===== Text section

U.S. v. Young
Decision Date | 27 May 2008 |
Docket Number | No. 07-13626.,07-13626. |
Citation | 528 F.3d 1294 |
Parties | UNITED STATES of America, Plaintiff-Appellee, v. Freddie Dale YOUNG, Defendant-Appellant. |
Court | U.S. Court of Appeals — Eleventh Circuit |
Thomas E. Drake, II, Law Offices of Thomas E. Drake, II, Cullman, AL, for Young.
Ramona C. Albin, Joyce White Vance, Asst. U.S. Atty., Birmingham, AL, for U.S.
Appeal from the United States District Court for the Northern District of Alabama.
Before DUBINA and BARKETT, Circuit Judges, and SCHLESINGER,* District Judge.
Freddie Dale Young appeals from his conviction for possession of an unregistered silencer, in violation of 26 U.S.C. § 5861(d), and from his sentence of imprisonment for ninety-seven months for (1) possessing an unregistered silencer, 26 U.S.C. § 5861(d); (2) conspiring to manufacture methamphetamine, in violation of 21 U.S.C. §§ 841(a)(1), (b)(1)(C), 846; (3) manufacturing methamphetamine, in violation of 21 U.S.C. § 841(a)(1), (b)(1)(C); and (4) possessing a firearm as an unlawful user of or addict to a controlled substance, in violation of 18 U.S.C. § 922(g)(3). On appeal, Young argues that the count charging possession of an unregistered silencer should have been dismissed pursuant to the Speedy Trial Act, that the district court erred in enhancing his sentence pursuant to the U.S. Sentencing Guidelines, and that his sentence is unreasonable.

==========

» Task to complete
Reproduce the U.S. v. Young case excerpt in full, word for word. Nothing in the lines after this point is needed.

===== Supplied material

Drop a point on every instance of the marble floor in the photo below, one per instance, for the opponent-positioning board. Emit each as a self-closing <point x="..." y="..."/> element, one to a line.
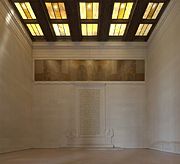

==========

» Exercise output
U.S. v. Young
Decision Date | 27 May 2008 |
Docket Number | No. 07-13626.,07-13626. |
Citation | 528 F.3d 1294 |
Parties | UNITED STATES of America, Plaintiff-Appellee, v. Freddie Dale YOUNG, Defendant-Appellant. |
Court | U.S. Court of Appeals — Eleventh Circuit |
Thomas E. Drake, II, Law Offices of Thomas E. Drake, II, Cullman, AL, for Young.
Ramona C. Albin, Joyce White Vance, Asst. U.S. Atty., Birmingham, AL, for U.S.
Appeal from the United States District Court for the Northern District of Alabama.
Before DUBINA and BARKETT, Circuit Judges, and SCHLESINGER,* District Judge.
Freddie Dale Young appeals from his conviction for possession of an unregistered silencer, in violation of 26 U.S.C. § 5861(d), and from his sentence of imprisonment for ninety-seven months for (1) possessing an unregistered silencer, 26 U.S.C. § 5861(d); (2) conspiring to manufacture methamphetamine, in violation of 21 U.S.C. §§ 841(a)(1), (b)(1)(C), 846; (3) manufacturing methamphetamine, in violation of 21 U.S.C. § 841(a)(1), (b)(1)(C); and (4) possessing a firearm as an unlawful user of or addict to a controlled substance, in violation of 18 U.S.C. § 922(g)(3). On appeal, Young argues that the count charging possession of an unregistered silencer should have been dismissed pursuant to the Speedy Trial Act, that the district court erred in enhancing his sentence pursuant to the U.S. Sentencing Guidelines, and that his sentence is unreasonable.